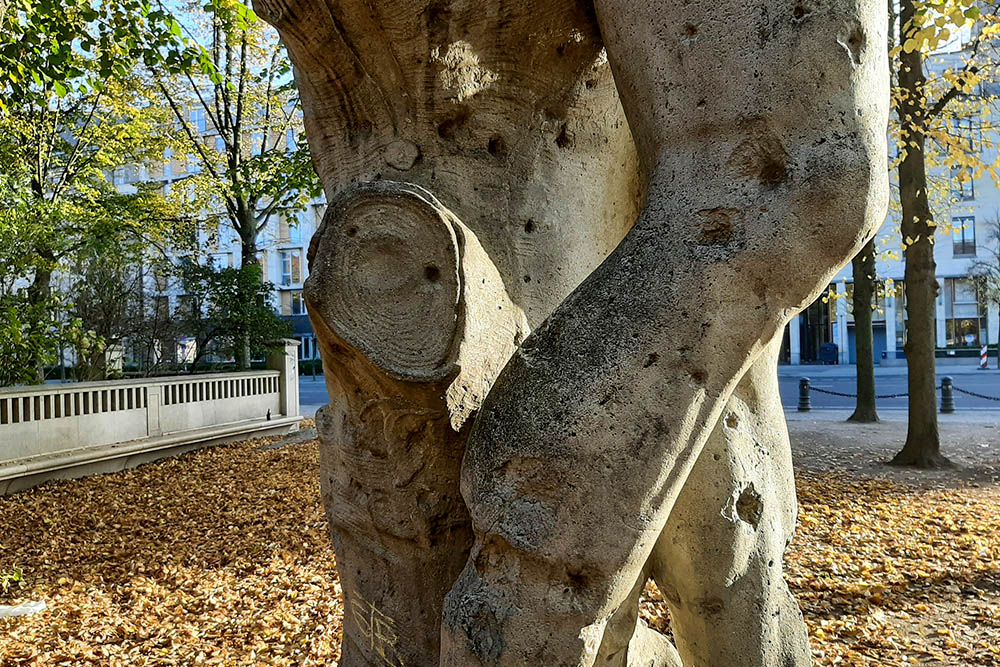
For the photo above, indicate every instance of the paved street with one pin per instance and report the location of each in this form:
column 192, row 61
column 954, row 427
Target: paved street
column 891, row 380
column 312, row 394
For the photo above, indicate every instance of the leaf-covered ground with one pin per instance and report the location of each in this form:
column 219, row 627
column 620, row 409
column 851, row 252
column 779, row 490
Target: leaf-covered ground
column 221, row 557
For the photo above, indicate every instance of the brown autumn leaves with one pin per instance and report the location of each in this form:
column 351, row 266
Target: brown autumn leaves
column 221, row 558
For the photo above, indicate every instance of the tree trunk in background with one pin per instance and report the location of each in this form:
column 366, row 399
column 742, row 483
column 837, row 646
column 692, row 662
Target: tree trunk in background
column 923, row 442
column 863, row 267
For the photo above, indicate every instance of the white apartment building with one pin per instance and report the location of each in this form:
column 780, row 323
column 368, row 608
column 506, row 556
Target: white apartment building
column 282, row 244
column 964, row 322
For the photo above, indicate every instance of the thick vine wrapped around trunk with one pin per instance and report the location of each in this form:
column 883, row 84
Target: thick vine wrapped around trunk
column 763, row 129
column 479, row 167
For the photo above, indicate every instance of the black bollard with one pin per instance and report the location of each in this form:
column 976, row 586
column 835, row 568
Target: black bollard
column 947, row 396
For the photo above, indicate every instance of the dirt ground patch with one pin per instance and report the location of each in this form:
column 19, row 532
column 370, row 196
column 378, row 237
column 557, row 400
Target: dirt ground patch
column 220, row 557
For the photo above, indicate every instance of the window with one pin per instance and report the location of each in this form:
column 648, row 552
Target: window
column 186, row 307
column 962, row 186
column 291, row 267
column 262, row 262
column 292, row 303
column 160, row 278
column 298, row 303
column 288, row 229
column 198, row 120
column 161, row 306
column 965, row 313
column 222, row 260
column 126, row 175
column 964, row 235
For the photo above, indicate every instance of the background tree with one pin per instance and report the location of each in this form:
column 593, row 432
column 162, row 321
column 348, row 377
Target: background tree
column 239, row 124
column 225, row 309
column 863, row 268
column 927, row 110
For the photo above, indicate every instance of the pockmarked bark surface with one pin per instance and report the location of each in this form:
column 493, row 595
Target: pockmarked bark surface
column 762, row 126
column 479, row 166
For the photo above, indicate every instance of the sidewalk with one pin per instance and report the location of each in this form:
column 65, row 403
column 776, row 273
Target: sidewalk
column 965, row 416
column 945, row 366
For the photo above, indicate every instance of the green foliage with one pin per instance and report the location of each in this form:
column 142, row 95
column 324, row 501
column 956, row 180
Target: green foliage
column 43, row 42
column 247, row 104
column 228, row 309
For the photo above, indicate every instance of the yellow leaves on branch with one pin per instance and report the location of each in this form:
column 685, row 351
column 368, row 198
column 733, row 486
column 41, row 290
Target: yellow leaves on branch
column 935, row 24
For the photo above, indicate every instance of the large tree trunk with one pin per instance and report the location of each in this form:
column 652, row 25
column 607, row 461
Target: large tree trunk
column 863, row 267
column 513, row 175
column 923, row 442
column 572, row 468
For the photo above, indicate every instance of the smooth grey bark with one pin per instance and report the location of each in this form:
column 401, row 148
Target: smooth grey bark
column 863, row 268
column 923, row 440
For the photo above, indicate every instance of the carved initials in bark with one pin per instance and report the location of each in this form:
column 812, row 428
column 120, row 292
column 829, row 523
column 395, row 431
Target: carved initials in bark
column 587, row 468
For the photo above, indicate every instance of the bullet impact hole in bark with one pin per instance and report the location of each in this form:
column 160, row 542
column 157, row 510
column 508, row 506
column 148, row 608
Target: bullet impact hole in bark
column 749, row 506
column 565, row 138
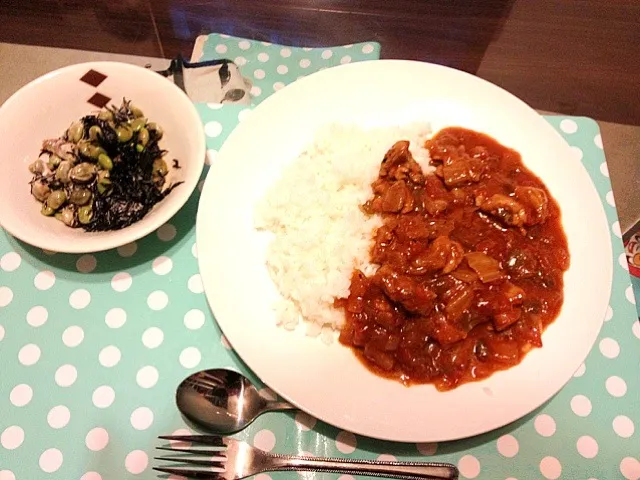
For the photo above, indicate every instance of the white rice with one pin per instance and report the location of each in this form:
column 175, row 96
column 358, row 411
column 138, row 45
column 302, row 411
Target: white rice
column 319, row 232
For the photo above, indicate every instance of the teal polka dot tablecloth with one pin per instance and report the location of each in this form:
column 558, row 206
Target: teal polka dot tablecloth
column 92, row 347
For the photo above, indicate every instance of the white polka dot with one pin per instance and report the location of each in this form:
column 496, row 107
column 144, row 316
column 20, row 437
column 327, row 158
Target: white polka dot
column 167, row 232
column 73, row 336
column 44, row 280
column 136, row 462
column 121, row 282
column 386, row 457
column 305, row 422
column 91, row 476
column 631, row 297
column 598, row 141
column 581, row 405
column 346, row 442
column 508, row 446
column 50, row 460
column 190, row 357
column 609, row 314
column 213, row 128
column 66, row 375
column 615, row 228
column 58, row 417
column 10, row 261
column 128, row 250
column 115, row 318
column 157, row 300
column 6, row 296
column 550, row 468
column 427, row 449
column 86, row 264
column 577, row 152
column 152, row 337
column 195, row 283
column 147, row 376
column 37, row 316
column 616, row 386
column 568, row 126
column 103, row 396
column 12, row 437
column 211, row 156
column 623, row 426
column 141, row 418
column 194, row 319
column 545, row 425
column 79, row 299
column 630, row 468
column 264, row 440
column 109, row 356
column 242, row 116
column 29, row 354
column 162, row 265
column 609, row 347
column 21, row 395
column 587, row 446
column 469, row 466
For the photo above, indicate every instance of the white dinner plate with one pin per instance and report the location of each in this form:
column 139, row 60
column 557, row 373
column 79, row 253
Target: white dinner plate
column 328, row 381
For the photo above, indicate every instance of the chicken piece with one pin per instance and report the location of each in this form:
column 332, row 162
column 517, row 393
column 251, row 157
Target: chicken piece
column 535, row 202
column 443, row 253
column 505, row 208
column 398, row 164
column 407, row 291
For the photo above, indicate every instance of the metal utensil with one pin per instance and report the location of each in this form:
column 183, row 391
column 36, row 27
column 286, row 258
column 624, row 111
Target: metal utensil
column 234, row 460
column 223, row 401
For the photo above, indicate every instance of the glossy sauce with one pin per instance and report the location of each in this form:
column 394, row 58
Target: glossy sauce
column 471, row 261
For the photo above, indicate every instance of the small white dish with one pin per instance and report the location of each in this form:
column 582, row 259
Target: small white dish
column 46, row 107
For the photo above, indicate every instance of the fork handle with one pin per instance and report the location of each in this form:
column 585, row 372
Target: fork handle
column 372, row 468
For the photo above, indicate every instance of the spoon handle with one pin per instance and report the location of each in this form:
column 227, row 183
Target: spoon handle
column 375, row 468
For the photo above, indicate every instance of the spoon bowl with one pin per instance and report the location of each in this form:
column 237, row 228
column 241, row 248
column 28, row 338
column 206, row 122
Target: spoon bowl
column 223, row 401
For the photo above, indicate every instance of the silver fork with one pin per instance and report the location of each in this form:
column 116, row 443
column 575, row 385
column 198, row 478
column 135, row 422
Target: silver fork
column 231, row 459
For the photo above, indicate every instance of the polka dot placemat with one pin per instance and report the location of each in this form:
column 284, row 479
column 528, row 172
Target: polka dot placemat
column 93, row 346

--

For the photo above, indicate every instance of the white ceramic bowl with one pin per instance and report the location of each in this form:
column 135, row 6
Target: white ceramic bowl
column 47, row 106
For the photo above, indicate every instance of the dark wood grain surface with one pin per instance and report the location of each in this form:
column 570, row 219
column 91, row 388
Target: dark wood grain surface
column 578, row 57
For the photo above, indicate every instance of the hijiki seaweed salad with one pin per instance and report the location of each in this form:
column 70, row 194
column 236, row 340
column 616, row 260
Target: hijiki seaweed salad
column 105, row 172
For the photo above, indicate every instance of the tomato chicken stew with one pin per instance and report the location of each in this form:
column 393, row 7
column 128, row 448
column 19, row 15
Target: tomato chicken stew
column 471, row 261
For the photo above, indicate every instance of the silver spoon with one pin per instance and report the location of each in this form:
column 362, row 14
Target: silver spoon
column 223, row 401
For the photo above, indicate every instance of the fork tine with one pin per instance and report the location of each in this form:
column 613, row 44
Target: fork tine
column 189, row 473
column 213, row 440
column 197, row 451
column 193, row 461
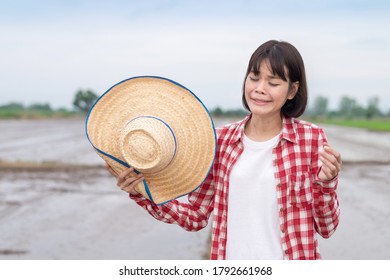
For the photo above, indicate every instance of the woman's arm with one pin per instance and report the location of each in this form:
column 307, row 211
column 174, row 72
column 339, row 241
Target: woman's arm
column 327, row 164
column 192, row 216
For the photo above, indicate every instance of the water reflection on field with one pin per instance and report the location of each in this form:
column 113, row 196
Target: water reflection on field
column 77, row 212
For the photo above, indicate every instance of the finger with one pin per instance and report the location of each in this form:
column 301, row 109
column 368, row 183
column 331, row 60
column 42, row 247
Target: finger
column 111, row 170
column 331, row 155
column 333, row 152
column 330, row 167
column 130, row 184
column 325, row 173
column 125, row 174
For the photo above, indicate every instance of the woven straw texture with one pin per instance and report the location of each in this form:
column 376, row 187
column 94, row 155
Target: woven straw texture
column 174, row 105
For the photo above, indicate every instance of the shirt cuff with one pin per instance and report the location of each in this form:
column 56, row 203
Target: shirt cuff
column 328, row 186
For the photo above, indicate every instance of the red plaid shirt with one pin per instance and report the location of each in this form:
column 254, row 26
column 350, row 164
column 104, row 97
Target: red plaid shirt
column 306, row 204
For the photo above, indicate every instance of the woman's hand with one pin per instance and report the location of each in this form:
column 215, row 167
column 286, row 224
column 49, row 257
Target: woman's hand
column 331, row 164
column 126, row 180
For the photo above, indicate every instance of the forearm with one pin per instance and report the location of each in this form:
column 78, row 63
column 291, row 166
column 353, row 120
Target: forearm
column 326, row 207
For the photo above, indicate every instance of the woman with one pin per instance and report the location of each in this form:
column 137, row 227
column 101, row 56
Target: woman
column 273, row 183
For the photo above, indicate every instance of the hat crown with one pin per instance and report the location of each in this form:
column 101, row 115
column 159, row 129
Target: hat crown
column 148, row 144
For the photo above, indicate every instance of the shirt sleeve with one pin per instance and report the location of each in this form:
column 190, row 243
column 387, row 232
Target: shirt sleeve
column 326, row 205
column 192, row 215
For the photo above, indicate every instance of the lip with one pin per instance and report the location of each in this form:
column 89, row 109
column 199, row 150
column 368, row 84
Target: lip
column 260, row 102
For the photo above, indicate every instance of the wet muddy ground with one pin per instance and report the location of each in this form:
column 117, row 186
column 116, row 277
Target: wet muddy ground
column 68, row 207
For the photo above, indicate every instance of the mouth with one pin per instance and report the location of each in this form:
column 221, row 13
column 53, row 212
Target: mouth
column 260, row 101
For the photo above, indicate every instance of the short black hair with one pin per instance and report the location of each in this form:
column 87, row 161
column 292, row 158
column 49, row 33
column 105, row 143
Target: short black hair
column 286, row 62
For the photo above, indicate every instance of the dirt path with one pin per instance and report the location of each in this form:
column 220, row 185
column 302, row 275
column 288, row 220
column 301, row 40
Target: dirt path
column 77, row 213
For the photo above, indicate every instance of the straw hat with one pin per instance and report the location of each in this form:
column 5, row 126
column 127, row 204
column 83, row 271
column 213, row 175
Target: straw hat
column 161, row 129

--

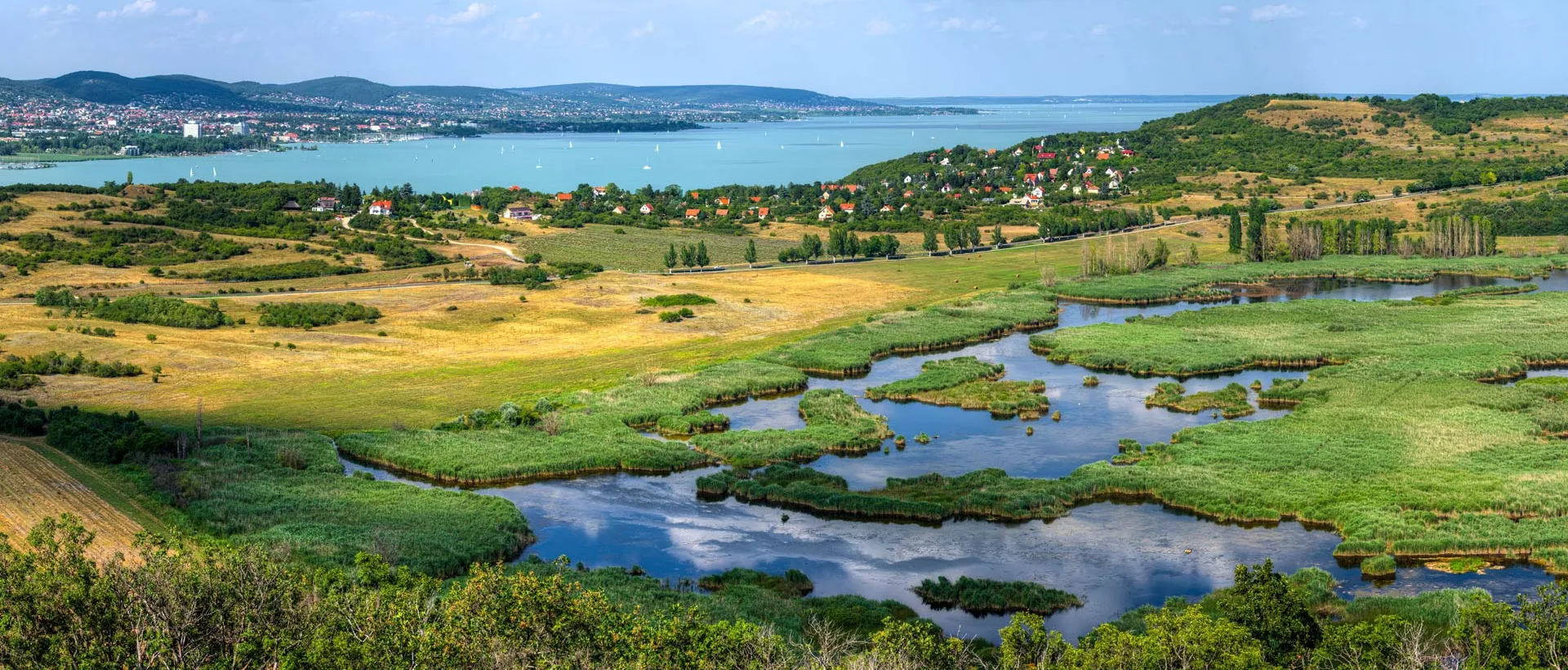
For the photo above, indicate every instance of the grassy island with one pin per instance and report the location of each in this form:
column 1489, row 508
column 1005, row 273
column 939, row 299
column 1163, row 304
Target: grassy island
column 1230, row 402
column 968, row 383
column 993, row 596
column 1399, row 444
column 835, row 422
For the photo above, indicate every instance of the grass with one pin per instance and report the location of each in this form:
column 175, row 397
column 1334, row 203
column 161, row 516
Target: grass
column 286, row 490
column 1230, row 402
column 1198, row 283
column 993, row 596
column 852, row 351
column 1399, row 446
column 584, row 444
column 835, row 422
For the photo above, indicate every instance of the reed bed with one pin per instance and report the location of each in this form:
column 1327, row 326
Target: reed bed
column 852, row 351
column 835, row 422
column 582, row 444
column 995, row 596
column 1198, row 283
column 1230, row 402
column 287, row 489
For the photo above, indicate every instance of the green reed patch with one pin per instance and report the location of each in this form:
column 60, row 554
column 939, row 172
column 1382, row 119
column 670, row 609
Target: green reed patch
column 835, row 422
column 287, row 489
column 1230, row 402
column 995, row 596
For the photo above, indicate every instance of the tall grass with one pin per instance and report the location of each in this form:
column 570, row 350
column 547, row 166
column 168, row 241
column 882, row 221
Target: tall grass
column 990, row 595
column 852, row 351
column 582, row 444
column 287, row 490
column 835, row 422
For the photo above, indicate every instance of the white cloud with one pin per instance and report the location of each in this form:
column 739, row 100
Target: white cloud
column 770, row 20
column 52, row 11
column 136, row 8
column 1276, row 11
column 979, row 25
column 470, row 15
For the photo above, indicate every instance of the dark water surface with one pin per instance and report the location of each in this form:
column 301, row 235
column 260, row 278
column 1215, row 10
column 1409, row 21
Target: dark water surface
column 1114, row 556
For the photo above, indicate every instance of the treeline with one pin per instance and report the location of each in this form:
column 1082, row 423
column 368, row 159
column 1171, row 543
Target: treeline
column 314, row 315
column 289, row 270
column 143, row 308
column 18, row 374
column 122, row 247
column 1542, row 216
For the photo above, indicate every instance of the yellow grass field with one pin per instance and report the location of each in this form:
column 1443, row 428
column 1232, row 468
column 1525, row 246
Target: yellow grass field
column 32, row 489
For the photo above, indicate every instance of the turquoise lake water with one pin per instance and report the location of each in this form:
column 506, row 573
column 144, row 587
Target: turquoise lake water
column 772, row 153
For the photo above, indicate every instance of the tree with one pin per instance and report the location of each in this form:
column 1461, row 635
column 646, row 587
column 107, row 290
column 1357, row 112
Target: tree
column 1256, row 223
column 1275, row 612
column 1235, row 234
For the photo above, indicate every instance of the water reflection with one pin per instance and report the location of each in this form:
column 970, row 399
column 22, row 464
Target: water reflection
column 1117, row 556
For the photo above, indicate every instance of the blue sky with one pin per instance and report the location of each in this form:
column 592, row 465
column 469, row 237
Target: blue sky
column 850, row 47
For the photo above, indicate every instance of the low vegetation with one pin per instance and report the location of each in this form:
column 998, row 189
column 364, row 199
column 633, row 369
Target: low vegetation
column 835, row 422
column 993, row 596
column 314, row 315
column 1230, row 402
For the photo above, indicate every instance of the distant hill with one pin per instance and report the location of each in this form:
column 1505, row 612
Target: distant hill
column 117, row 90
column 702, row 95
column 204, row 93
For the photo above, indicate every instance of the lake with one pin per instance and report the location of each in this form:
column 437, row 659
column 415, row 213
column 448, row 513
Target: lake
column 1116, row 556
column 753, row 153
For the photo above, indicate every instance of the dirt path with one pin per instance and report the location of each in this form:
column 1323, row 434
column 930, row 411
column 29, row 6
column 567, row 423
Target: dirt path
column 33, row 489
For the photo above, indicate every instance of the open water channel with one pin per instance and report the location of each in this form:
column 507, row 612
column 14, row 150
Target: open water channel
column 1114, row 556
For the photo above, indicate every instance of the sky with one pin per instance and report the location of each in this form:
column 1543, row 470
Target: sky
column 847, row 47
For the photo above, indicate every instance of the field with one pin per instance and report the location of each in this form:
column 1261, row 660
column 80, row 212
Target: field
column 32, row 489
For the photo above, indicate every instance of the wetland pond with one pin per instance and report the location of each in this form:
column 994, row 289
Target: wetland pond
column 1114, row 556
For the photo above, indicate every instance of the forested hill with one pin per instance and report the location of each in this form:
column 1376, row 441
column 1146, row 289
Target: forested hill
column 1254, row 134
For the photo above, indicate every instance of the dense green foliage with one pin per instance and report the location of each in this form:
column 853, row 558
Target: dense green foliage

- **Directions**: Rewrite everything in the listing from the line containing "For the photo above, indicate every instance of the paved" down to the line containing "column 221, row 557", putting "muddy ground" wherever "leaf-covered ground" appears and leaving all else unchanged.

- **Answer below**:
For the photo above, indicate every instance of the paved street with one pin per instance and report the location of each in this form:
column 192, row 61
column 954, row 427
Target: paved street
column 891, row 380
column 312, row 394
For the photo above, indicate every instance of the muddy ground with one pin per instance and report the location of each in this form:
column 219, row 627
column 620, row 409
column 851, row 252
column 779, row 490
Target: muddy ground
column 221, row 557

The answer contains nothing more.